Dataset excerpts:
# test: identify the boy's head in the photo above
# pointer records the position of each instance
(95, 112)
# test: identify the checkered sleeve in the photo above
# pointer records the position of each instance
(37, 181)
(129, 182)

Work required:
Reproduce every entry above word for word, keeping each line in its original order.

Solved problem:
# test: identify the boy's head in the photo above
# pointer records the position of each instance
(95, 112)
# test: identify the checkered sleeve in the photo above
# pointer records the position of each instance
(37, 181)
(129, 182)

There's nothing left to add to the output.